**What is being asked:** Locate every line in the rows below that contains the string "distant", and copy each of those lines. Case counts when matching.

**** Data lines

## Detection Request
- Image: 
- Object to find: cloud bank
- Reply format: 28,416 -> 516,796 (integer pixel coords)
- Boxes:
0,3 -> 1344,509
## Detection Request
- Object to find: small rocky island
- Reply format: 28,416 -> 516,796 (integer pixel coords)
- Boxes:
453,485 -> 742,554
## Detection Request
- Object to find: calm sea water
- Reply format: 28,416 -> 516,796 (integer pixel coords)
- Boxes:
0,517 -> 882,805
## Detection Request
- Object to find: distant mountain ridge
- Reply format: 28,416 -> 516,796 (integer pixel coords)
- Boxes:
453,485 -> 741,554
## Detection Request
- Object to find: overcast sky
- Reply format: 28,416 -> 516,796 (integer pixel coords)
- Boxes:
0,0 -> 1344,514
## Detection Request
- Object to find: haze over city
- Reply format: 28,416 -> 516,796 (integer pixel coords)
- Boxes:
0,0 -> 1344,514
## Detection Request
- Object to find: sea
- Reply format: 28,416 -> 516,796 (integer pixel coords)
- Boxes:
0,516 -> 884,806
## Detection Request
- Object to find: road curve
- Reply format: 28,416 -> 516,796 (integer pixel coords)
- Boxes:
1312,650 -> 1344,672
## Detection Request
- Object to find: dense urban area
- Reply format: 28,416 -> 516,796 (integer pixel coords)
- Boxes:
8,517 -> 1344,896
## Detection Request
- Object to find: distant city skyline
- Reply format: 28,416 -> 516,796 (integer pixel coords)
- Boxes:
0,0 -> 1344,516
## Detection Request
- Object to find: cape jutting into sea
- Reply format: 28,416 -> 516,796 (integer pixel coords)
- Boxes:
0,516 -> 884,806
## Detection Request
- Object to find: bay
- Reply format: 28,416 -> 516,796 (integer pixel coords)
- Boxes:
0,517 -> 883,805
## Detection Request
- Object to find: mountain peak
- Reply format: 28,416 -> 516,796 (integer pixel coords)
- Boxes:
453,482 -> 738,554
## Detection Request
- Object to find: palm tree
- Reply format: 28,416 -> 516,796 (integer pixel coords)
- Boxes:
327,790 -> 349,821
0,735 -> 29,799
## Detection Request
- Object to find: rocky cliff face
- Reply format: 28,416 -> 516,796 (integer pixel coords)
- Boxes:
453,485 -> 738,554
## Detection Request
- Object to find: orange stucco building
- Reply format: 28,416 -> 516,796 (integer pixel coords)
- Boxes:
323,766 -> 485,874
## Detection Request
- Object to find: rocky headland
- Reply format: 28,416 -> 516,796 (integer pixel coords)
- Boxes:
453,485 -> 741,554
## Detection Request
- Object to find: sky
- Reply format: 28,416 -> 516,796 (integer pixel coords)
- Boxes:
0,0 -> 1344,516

********

**Task response:**
- Object to find: distant mountain ridge
- Object to find: distant city skyline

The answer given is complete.